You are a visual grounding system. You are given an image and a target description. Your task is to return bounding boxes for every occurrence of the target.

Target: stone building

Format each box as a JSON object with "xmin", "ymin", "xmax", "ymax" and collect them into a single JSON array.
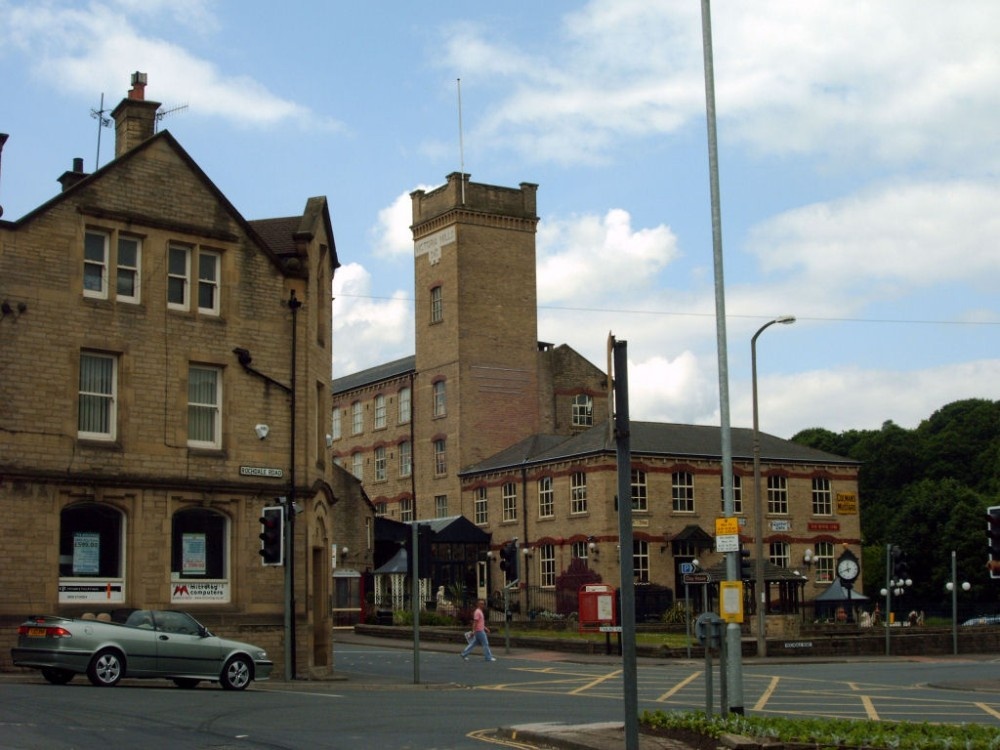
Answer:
[
  {"xmin": 0, "ymin": 73, "xmax": 371, "ymax": 676},
  {"xmin": 333, "ymin": 174, "xmax": 860, "ymax": 616}
]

====

WHAT YOU SHOULD DO
Copy the records above word for word, leaving out the pictures.

THE RESPONSE
You are a visual grounding system. You are given an image and a target description. Your task is to return bounding boxes for every occurrence of the target.

Target: stone building

Format each box as a JSON object with "xmin", "ymin", "xmax", "ymax" and collect them into a single JSON array.
Answer:
[
  {"xmin": 0, "ymin": 73, "xmax": 371, "ymax": 676},
  {"xmin": 333, "ymin": 174, "xmax": 860, "ymax": 616}
]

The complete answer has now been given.